▶ _OBJECTIVE_: Copy every line of the material below from the line containing "Detection target dirt path" down to the line containing "[37,293,336,399]", both ends included, and shift each bounding box coordinate up by 51 while leaving the rest of the wording unchanged.

▶ _RECORDED INFORMATION_:

************

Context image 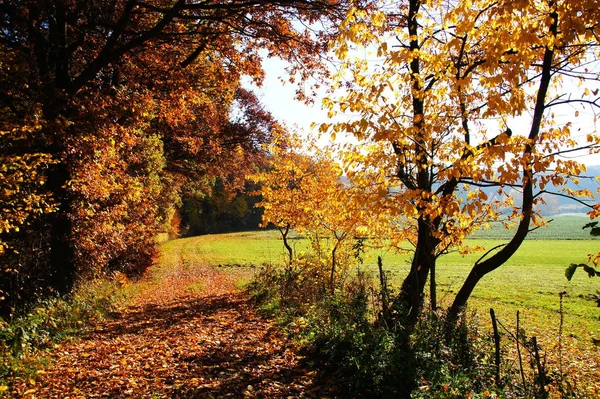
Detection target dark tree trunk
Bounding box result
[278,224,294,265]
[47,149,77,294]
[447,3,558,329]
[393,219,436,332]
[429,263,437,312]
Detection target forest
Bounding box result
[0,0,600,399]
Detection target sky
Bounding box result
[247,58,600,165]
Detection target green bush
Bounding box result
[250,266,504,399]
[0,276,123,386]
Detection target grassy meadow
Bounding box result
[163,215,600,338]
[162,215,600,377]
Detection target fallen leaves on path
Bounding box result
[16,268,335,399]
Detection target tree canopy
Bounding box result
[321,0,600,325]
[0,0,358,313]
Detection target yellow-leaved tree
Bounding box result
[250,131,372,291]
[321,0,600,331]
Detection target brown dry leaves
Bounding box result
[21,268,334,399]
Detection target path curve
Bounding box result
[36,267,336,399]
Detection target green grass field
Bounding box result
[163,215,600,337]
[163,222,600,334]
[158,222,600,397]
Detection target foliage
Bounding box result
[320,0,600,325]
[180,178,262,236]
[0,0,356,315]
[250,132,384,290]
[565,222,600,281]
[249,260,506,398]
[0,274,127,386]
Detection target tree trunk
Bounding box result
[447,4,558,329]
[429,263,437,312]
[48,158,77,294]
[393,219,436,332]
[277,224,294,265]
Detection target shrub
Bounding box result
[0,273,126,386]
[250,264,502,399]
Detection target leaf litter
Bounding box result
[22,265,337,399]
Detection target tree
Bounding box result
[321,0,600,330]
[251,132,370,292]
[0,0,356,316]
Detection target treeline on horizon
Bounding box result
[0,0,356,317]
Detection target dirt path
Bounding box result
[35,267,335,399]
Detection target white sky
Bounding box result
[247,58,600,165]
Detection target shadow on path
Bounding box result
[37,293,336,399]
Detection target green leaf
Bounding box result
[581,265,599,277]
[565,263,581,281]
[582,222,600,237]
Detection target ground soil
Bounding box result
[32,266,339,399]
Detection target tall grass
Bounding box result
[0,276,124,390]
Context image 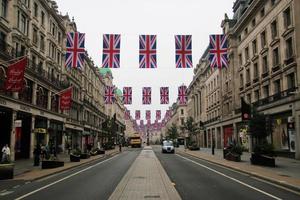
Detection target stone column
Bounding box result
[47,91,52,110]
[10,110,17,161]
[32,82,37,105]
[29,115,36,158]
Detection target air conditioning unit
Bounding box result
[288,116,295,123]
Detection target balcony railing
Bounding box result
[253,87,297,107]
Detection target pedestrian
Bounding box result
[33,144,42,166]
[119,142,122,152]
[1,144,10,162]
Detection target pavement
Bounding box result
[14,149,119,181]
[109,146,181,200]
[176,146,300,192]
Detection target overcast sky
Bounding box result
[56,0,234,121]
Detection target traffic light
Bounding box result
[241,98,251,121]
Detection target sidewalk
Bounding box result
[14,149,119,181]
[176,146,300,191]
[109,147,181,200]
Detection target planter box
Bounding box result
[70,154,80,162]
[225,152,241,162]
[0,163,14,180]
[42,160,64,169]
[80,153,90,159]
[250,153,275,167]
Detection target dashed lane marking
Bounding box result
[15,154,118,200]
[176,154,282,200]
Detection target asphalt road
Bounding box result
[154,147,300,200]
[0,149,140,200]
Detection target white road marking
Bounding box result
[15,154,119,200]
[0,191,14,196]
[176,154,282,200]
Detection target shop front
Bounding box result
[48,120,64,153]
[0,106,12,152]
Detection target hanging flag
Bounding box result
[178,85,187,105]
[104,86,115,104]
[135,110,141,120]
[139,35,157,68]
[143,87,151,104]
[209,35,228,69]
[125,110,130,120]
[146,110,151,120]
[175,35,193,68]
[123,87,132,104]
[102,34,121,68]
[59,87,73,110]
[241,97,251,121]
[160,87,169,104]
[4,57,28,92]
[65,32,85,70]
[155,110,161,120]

************

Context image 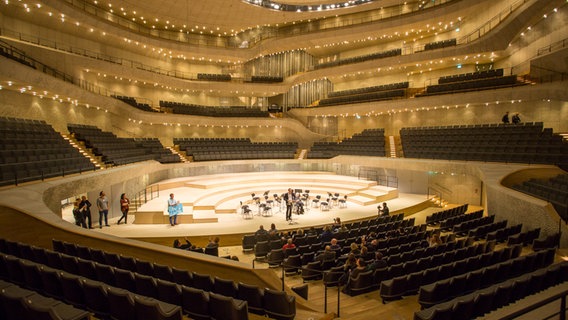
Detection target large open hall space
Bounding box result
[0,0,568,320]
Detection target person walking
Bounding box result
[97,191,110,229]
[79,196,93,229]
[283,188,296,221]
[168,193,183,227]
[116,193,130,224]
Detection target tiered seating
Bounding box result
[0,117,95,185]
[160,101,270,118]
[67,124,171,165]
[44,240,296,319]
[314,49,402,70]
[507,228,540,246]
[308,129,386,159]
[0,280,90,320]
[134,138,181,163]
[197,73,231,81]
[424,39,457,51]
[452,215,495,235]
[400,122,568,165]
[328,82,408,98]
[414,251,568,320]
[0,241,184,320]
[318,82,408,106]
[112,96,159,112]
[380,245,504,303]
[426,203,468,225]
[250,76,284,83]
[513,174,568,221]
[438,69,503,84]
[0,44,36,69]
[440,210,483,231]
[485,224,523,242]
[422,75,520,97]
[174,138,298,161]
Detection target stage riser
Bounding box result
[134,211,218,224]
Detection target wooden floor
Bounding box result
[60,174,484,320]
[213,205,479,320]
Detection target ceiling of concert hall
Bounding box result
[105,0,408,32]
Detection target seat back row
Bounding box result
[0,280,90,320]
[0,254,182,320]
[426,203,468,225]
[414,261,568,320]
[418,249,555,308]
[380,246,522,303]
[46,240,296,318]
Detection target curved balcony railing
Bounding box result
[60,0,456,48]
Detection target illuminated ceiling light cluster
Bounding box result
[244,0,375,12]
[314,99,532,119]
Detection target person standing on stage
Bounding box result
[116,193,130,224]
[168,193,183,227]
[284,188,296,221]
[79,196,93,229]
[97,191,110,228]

************

▶ _EXERCISE RESPONSE_:
Detection target dirt path
Bounding box result
[86,318,386,450]
Detection target white sky
Bounding box result
[298,109,651,216]
Detection target shadow on path
Bounding box result
[88,344,387,450]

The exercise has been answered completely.